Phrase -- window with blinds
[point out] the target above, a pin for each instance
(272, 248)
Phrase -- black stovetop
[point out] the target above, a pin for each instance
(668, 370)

========

» Given instruction
Copy the entries from the line with "Phrase -- black stovetop" through the last line, substituting "marker" for "pin" and changing nothing else.

» Exercise output
Phrase -- black stovetop
[point out] the target above, a marker for each instance
(668, 370)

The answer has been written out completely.